■ PROBLEM STATEMENT ■
Copy out the stretch of data from the line containing "tablecloth on this photo." through the line containing "<point>1258,534</point>", including the full text of each line, and shift every coordinate in the answers up by 4. Leave the pictures out.

■ RECORDS FOR THIS EXERCISE ■
= = =
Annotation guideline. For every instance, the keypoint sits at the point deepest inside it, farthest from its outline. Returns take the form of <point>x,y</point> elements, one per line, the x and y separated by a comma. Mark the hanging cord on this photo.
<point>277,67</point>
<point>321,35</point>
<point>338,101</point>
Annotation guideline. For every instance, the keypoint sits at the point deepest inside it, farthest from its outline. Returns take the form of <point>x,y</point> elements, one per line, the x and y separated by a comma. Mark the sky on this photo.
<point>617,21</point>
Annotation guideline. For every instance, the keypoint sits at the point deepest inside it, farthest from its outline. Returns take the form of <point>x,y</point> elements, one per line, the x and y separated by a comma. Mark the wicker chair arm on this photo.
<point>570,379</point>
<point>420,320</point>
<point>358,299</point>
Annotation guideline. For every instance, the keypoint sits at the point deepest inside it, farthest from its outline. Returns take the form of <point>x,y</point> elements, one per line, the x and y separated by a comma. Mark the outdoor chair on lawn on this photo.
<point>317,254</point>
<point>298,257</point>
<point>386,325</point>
= = =
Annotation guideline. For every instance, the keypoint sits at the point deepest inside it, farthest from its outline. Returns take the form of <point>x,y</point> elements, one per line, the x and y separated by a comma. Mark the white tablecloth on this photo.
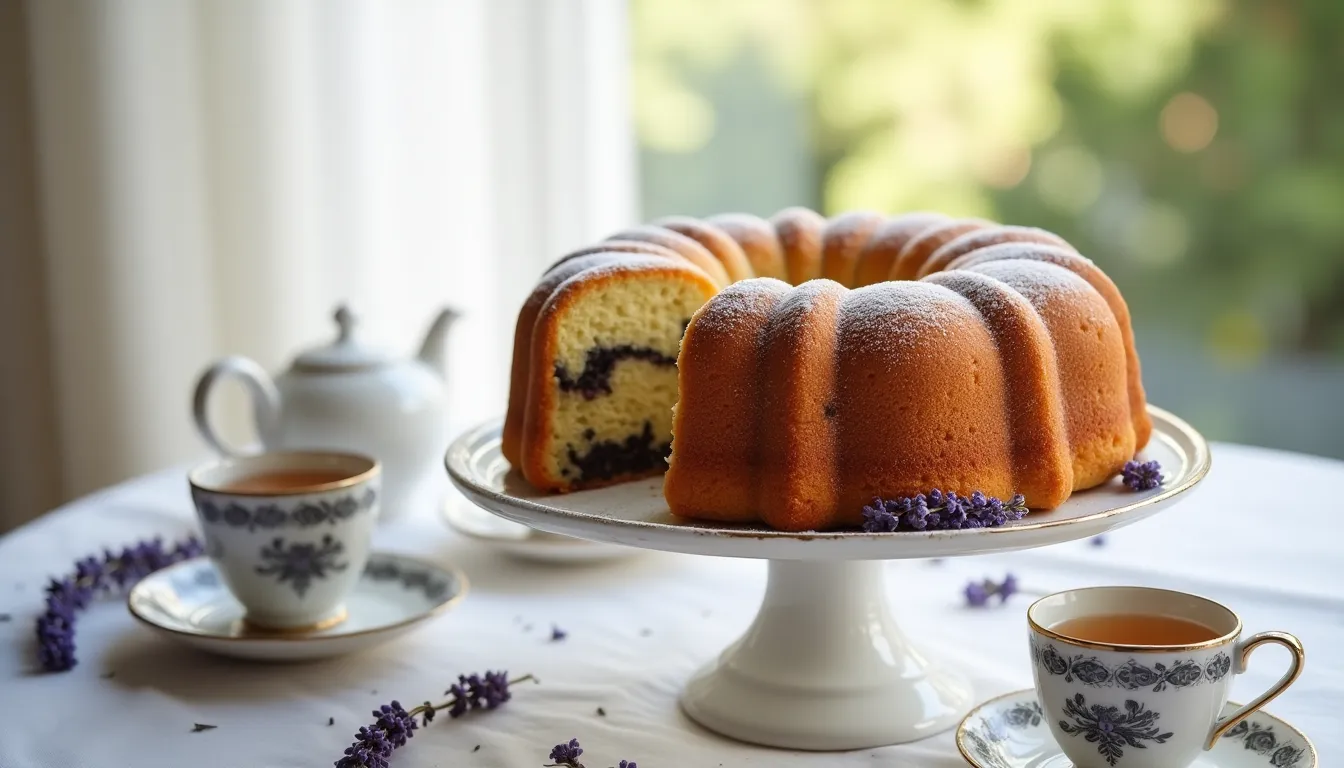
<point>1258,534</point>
= = =
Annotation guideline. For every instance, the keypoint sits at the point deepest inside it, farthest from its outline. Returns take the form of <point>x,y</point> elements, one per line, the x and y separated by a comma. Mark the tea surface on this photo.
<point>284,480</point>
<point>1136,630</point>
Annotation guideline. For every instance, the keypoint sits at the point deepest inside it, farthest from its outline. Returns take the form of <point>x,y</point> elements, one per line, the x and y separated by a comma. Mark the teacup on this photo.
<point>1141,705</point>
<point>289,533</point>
= = =
■ WRITTEN ANSWER ■
Annotation guideline. For every instance, the keypoint sits at the point deepest inside it, farthest from its outline. Returns take the form of <point>x,y</point> elements, one per line, the x and y separated by a comma. Mark the white tablecloth on this photo.
<point>1262,538</point>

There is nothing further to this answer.